## YOUR GOAL
Given the records that follow, return each one verbatim.

═══ AVAILABLE DATA

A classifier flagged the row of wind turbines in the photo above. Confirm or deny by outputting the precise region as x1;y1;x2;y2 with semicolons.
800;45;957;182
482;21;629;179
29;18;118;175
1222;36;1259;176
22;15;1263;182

══════

## TASK RESULT
A classifier flagged the row of wind turbines in the photo above. Confirm or deny by outputting the precise region as x1;y1;x2;y2 with semicolons.
800;45;957;182
482;21;629;179
29;18;118;175
1222;36;1259;176
22;15;1263;182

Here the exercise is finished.